(Source data)
· · ·

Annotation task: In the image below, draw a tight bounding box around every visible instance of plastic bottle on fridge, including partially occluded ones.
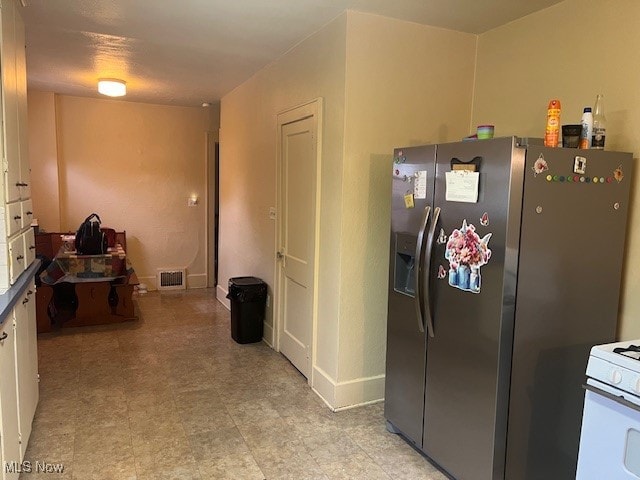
[579,107,593,149]
[544,99,561,147]
[591,94,606,149]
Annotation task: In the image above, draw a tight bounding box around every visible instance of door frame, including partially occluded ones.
[205,132,219,288]
[274,98,322,384]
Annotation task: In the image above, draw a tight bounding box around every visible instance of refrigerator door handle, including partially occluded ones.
[414,205,431,333]
[423,206,440,338]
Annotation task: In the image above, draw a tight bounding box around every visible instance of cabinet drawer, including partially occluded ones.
[23,228,34,268]
[4,156,21,204]
[20,199,32,229]
[6,202,22,238]
[8,235,24,285]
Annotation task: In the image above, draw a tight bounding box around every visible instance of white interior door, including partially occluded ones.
[277,102,320,379]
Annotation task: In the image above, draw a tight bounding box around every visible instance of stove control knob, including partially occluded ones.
[610,370,623,385]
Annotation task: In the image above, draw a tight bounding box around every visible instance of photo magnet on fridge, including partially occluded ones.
[532,153,549,176]
[614,165,624,182]
[444,219,492,294]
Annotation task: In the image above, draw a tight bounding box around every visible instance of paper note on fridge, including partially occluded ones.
[445,171,480,203]
[414,171,427,199]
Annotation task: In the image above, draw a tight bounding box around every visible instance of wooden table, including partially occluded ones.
[37,245,138,331]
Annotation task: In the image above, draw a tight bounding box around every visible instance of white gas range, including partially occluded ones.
[576,340,640,479]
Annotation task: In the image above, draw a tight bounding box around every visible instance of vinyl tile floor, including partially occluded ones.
[21,289,447,480]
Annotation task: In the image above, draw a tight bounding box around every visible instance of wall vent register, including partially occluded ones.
[157,269,186,290]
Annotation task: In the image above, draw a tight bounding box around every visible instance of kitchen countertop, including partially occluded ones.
[0,260,41,325]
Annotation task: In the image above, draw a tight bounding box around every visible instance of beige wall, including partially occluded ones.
[219,11,477,408]
[28,93,211,289]
[337,12,477,393]
[219,14,347,380]
[473,0,640,339]
[27,90,60,231]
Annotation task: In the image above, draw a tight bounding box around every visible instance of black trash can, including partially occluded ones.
[226,277,267,344]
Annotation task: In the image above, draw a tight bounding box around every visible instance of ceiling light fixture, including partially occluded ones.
[98,79,126,97]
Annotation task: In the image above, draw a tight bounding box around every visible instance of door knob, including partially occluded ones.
[276,251,284,259]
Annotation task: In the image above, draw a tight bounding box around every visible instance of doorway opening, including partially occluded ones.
[207,133,219,287]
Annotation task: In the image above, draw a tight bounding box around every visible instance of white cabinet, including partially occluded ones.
[5,202,20,239]
[22,228,34,268]
[14,282,37,458]
[0,276,39,479]
[1,0,21,205]
[0,1,36,470]
[0,0,32,293]
[20,199,32,230]
[14,7,28,202]
[7,236,23,285]
[0,317,20,480]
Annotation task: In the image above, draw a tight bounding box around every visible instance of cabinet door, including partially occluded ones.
[14,286,37,459]
[22,228,35,268]
[8,235,24,285]
[0,318,20,480]
[14,6,28,200]
[1,0,20,204]
[20,199,32,230]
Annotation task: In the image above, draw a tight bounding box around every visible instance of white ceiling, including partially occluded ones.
[22,0,563,107]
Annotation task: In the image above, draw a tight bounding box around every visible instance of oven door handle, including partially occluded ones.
[583,384,640,413]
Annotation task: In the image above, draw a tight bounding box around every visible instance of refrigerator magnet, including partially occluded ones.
[404,193,415,209]
[414,171,427,199]
[480,212,489,226]
[444,220,492,294]
[614,165,624,182]
[437,265,446,279]
[573,156,587,175]
[437,228,447,245]
[532,154,549,176]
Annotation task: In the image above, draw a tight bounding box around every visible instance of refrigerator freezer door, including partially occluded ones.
[505,147,633,480]
[422,137,525,480]
[385,145,436,446]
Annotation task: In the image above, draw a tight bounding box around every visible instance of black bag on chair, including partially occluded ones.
[75,213,108,255]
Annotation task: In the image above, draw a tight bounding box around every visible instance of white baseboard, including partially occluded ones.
[311,366,385,411]
[263,322,274,348]
[216,285,230,310]
[312,366,337,409]
[137,276,157,290]
[187,273,207,289]
[334,374,385,409]
[332,397,384,412]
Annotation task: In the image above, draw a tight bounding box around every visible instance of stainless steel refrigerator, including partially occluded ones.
[384,136,633,480]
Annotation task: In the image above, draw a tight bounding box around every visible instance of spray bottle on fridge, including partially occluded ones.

· · ·

Leaving every image behind, repeat the data in full and exactly.

Annotation task: In the image below, draw a tight bounding box around every visible instance of plastic bottle on fridge, including partially occluded ones.
[579,107,593,149]
[544,99,561,147]
[591,94,606,149]
Annotation task: In the image above, draw a tight bounding box around every visible instance of door frame, including partially occluded ones.
[205,132,219,288]
[274,98,322,384]
Annotation task: In the image above, draw a tight bounding box around every visible instance of refrigerator door handle, including partially occluded ones.
[414,205,431,333]
[423,206,440,338]
Annotation task: In the image above, draw a tight bounding box around every visible instance of cabinet drawer, including partially occluded ones.
[23,228,34,268]
[4,156,21,204]
[20,199,32,229]
[6,202,22,238]
[8,235,24,285]
Annotation task: In the image above, draw a tight bounding box around every visible instance of white interior door, including partially occluded ones.
[277,102,320,379]
Annotation task: In the image above, draw a tight bounding box around every visible instance of stove control knob, including partially occluded ones.
[610,370,623,385]
Annotation task: In the image above, draw a tight bounding box around every visible instance of photo magnet on fridge, including partially occluded ones.
[532,153,549,176]
[614,165,624,182]
[444,219,492,294]
Annotation task: In the image above, draw a tight bounding box around every visible instance of paper note on fridge, including partially occluded ones.
[445,171,480,203]
[414,171,427,199]
Annotation task: In the image above, draw a tight bounding box around every visible instance of wooden table, including partially occluded ones.
[37,245,138,331]
Annotation task: In the image above, draw a tight bounding box around every visible instance of white gas range, including partially occluded ones.
[576,340,640,479]
Annotation task: In the image above, draw a tight bounding box around every visible instance of vinyl tile floor, including partially occluded ones.
[21,289,447,480]
Annotation task: In the image above, draw a tight bounding box around every visible instance of wall vent register, including partially occluded ones.
[157,269,186,290]
Annotation task: In the image above, draw a tight bounding box around every visible instance of kitchen countertop, including partially occluded ones.
[0,260,41,325]
Annotation task: In the image above, draw a tight bounding box around every visible instance of beige wall, including partially occluded ones.
[219,11,477,408]
[28,93,211,289]
[337,12,477,393]
[219,14,347,380]
[473,0,640,339]
[27,90,60,231]
Annotation task: In the image above, draw a tight bounding box around every visible instance of black trash can, including partially occluded ones.
[226,277,267,344]
Annotation task: In the image above, draw a tight bounding box around every visible instance of ceiling light fixture, including partially occluded ones.
[98,79,126,97]
Annotation task: In the image above, draw a tight bounding box around every visible instance of door knob, including partially occluded ones.
[276,251,284,259]
Annotation task: In the image above, draw a tight bounding box around every visible instance of doorway opening, including partially occluded ones.
[207,133,219,287]
Annotation task: In the image above, draw a tight bounding box around every visible instance of white cabinet, including partially occluded ones.
[5,202,20,239]
[22,228,34,268]
[14,282,37,458]
[0,276,39,479]
[1,0,21,205]
[0,1,36,470]
[0,0,32,293]
[20,199,32,230]
[14,7,28,202]
[7,236,23,285]
[0,317,20,480]
Annotation task: In the image above, draw a tight bounding box around every visible instance of cabinet door, including partially occluded ones.
[14,286,37,459]
[22,228,35,268]
[8,235,24,285]
[0,318,20,480]
[14,6,28,200]
[1,0,20,204]
[20,199,32,230]
Annotation task: In the image above, draw a tight bounding box around every visible instance of white ceiling, including partially occluded ones.
[22,0,563,107]
Annotation task: In the image above, draw a tight bounding box around every visible instance of oven door handle, including partially occluded ones.
[583,384,640,413]
Annotation task: In the image above, draw a tight bounding box around every visible instance of refrigerator magnet, including partially occluded ones.
[404,193,415,209]
[414,171,427,199]
[480,212,489,226]
[444,220,492,294]
[614,165,624,182]
[437,265,446,279]
[573,156,587,175]
[437,228,447,245]
[532,154,549,176]
Annotation task: In the image above, draw a tight bounding box around every visible instance of refrigerator freezer door, including partially occluded ones.
[505,147,633,480]
[422,137,525,480]
[385,145,436,446]
Annotation task: In the image above, draw a tight bounding box around every visible instance of black bag on chair, including partially occluded ones.
[75,213,108,255]
Annotation task: In the image above, draw a tight bounding box around every visible instance of white baseboard, including partially occluded ones.
[311,366,385,411]
[263,322,274,348]
[216,285,230,310]
[312,366,337,409]
[137,276,157,290]
[187,273,207,289]
[334,374,385,409]
[332,397,384,412]
Annotation task: In the image above, draw a tight bounding box around every visible instance of stainless steel refrigerator, including partially occluded ones.
[384,136,633,480]
Annotation task: In the image above, draw a tight bounding box around every visible instance of spray bottle on fridge, including partially occluded ones.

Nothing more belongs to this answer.